**Problem to solve:**
The answer must consist solely of the lines from the one containing "the green foliage." to the end of the entries below, repeated exactly.

**Record excerpts:**
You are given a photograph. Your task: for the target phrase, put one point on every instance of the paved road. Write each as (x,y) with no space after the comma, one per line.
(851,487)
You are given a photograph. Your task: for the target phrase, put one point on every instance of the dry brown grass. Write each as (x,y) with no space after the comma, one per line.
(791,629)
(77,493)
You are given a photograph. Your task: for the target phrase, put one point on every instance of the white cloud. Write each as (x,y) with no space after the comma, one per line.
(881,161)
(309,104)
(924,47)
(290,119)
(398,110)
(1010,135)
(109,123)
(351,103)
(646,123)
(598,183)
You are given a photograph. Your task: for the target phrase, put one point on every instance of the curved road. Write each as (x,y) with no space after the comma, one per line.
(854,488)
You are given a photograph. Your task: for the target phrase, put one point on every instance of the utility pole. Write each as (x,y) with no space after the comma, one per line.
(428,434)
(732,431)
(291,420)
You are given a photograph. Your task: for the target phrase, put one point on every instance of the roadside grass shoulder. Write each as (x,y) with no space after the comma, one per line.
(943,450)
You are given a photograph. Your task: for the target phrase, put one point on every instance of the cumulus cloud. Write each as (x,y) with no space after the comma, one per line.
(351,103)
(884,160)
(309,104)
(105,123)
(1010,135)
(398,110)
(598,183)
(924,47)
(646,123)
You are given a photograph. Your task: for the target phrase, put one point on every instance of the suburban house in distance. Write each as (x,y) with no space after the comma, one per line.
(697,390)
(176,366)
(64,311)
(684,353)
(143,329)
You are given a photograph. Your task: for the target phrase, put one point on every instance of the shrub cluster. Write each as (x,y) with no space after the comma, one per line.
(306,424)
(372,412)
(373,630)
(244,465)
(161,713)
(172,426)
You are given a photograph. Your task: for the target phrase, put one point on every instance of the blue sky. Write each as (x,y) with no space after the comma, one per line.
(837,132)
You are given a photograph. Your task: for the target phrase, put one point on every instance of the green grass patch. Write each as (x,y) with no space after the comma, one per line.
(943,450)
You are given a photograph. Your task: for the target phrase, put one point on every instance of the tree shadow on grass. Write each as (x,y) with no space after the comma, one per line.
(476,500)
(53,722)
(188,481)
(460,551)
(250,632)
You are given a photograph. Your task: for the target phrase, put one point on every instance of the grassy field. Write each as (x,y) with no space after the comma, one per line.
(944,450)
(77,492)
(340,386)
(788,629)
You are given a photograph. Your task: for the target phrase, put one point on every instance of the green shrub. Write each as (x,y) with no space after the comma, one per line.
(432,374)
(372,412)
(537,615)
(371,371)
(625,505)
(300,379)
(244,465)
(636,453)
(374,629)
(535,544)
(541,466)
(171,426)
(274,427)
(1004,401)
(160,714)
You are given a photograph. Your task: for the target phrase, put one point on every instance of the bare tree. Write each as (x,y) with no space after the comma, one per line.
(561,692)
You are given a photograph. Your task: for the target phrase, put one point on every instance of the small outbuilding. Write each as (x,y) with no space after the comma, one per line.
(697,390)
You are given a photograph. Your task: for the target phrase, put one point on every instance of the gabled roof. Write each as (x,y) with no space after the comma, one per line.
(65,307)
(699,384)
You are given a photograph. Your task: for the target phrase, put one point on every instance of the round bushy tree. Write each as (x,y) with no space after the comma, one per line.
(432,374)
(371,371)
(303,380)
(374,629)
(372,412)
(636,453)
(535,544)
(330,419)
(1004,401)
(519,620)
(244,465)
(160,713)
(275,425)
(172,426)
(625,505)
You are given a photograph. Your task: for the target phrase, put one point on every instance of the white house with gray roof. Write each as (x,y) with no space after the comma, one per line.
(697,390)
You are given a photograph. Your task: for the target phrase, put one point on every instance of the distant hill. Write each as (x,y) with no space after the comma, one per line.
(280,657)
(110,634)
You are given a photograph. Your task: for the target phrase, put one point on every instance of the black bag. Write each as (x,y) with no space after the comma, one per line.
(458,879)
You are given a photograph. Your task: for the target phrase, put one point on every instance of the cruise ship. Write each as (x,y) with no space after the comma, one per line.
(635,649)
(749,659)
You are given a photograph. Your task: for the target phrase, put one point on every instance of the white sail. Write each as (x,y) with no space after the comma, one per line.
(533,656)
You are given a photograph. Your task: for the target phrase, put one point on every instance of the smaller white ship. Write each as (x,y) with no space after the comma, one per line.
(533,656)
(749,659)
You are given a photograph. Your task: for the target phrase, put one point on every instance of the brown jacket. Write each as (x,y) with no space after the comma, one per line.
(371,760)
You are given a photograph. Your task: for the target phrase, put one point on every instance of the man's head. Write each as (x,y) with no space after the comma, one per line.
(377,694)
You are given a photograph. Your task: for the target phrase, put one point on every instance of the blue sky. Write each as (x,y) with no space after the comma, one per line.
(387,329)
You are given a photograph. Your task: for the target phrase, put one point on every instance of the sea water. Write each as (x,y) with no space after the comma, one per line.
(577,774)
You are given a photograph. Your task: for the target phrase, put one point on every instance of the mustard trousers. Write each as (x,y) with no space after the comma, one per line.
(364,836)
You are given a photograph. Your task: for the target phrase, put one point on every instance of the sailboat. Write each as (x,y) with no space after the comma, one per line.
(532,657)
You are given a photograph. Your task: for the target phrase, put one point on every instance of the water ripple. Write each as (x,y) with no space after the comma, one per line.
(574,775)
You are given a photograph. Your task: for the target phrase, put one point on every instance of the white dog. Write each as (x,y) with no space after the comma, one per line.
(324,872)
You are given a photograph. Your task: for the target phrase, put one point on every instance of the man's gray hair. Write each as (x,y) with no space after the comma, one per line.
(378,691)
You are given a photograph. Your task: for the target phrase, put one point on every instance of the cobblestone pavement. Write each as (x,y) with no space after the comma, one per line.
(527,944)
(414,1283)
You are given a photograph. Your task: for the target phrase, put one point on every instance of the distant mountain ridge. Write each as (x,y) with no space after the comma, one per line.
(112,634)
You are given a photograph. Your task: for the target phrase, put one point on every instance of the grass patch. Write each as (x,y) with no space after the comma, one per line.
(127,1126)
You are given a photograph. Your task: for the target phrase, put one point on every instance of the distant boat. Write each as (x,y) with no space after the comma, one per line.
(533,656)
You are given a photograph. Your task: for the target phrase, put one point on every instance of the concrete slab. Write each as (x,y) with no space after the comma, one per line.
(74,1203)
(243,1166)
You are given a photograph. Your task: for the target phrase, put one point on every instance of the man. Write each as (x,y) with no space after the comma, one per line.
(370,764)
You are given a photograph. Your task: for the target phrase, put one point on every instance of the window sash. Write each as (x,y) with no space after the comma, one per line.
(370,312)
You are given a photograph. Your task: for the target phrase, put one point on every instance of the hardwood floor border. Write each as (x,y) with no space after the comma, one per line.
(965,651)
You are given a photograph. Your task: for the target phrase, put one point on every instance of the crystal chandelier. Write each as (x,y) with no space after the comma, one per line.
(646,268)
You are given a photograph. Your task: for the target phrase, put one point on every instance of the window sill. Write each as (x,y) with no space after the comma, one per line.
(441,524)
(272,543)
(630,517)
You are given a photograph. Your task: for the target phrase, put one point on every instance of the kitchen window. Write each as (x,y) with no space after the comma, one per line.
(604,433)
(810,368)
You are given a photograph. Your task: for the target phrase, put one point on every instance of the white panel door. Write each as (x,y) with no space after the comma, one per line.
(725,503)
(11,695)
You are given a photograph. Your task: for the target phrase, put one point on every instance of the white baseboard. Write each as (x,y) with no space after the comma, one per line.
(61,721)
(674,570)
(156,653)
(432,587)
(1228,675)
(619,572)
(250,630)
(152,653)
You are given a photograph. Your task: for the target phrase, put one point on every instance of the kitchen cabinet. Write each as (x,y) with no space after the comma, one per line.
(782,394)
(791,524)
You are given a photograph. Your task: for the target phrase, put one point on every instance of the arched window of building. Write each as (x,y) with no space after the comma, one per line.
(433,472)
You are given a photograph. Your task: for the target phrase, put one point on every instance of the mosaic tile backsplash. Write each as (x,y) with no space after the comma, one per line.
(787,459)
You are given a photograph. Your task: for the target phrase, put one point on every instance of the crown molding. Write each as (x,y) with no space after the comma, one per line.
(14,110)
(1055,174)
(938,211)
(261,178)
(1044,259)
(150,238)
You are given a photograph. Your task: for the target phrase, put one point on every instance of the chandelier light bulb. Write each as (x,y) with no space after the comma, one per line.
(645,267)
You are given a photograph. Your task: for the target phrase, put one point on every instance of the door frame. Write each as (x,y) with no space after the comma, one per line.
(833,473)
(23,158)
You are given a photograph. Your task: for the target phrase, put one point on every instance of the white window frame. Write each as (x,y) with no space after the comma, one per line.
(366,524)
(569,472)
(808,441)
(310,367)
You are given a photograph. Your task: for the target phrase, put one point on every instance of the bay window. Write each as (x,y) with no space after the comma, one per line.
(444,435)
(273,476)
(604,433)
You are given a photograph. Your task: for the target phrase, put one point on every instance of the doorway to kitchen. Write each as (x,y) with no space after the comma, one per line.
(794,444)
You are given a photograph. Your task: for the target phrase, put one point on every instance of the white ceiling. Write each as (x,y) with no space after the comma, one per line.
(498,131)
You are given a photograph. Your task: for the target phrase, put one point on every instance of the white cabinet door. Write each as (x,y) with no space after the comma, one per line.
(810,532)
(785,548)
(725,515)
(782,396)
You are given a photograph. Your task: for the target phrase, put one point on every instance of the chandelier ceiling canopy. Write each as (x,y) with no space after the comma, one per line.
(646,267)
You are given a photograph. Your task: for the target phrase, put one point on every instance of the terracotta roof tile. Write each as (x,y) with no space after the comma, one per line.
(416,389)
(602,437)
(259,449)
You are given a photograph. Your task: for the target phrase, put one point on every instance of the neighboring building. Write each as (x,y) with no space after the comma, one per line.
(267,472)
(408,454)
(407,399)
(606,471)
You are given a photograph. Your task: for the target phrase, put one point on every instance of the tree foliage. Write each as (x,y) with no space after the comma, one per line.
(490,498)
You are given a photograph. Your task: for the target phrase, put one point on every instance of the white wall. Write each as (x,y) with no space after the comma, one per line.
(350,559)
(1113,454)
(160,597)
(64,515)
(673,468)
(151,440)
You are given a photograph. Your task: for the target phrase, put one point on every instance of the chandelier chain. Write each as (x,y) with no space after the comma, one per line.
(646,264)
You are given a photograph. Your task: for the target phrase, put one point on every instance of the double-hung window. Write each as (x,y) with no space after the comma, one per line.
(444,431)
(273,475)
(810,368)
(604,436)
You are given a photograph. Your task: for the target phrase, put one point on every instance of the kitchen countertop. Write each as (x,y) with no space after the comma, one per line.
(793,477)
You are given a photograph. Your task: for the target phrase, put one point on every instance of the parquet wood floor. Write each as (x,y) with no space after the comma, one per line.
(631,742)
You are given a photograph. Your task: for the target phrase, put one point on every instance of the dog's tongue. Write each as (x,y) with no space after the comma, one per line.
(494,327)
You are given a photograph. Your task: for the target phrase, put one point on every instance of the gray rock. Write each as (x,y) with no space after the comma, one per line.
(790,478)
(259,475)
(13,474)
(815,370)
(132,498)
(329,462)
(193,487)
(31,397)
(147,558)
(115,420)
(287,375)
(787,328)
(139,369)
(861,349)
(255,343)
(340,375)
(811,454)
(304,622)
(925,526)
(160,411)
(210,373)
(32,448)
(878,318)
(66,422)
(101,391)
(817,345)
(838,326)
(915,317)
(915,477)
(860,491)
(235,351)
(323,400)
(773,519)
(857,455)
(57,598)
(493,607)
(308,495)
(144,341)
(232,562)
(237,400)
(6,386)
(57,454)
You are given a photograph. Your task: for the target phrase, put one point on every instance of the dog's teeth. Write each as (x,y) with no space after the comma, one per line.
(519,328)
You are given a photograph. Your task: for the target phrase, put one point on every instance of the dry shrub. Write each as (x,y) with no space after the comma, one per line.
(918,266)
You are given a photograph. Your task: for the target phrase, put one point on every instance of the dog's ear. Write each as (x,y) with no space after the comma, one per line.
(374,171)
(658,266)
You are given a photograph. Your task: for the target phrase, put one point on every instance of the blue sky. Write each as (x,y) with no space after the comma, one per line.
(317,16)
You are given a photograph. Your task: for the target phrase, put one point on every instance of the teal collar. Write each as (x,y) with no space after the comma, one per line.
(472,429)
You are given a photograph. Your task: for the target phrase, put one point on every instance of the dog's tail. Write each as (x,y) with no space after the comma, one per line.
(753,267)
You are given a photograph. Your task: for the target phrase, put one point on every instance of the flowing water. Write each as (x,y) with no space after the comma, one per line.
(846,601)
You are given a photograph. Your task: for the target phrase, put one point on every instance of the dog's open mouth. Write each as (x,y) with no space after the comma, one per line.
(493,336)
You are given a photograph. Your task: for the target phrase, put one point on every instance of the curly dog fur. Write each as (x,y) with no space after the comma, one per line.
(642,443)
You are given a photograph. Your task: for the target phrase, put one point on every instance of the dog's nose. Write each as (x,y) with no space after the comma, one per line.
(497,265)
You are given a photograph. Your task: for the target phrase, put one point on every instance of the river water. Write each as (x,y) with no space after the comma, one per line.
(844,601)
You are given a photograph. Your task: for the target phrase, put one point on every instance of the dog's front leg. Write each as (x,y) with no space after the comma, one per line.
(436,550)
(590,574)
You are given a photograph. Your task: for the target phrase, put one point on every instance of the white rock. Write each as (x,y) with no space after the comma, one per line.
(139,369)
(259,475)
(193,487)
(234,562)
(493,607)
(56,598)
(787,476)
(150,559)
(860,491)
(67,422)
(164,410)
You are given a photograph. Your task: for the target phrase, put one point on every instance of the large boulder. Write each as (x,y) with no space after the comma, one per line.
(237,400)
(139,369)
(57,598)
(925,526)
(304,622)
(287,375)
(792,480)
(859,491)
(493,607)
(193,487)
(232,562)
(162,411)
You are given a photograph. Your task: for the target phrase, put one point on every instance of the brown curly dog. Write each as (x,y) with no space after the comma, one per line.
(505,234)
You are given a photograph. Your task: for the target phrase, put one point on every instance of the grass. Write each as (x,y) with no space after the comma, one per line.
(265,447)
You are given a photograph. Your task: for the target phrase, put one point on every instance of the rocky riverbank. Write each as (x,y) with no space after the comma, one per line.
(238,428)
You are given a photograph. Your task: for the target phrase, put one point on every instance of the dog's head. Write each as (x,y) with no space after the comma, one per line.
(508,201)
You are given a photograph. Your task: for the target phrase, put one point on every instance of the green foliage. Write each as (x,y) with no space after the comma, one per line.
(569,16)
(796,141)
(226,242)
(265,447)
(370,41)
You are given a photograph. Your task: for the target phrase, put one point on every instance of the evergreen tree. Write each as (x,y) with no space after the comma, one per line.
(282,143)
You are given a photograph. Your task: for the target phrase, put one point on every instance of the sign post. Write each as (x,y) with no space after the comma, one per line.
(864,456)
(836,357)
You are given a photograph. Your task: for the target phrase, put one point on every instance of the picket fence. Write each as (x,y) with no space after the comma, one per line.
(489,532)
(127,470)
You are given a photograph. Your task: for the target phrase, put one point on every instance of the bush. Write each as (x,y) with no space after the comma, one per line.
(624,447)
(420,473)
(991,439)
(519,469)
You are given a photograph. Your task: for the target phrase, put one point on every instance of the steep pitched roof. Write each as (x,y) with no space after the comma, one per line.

**Exercise solution:**
You are given a photograph. Your task: for the target phrase, put one point on every instance of the green foliage. Write each as (x,y) with no space after the comma, one per line.
(569,16)
(796,141)
(226,242)
(265,447)
(370,41)
You are given a photograph. Your task: for the target phrase, put one point on every instance of the evergreen tree. Write each as (x,y) with no space after the comma, one per line.
(282,143)
You are given a photograph. Your task: for the target phrase, put one point on every instance of the sign post. Write each as (x,y) with no space after the comma, one per line.
(864,456)
(836,357)
You are given a photograph. Your task: for the target phrase, put one point on every instance of the picket fence. Write each as (x,y) with no space after the comma, one per line.
(489,532)
(127,470)
You are given a photograph. Your task: for the target phrase, put one point on every instance of the bush. Write each as (x,y) with no space after the comma, one per line.
(624,447)
(420,473)
(991,439)
(519,469)
You are given a photograph. Your task: for the target phrase, put one point on every instance of the steep pitched roof. Write each as (x,y) with no space after the comma, one per line.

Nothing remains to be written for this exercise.